Work to be completed |
Please rewrite these records with "innermost" replaced by "central" everywhere it appears, keeping everything else unchanged.

Items |
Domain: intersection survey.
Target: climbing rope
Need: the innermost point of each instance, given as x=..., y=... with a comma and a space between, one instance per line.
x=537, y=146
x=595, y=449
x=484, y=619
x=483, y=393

Exercise result |
Domain: intersection survey.
Target: climbing rope
Need: the central point of each instance, given as x=..., y=... with a comma and a space between, one instance per line.
x=537, y=146
x=595, y=449
x=484, y=619
x=483, y=393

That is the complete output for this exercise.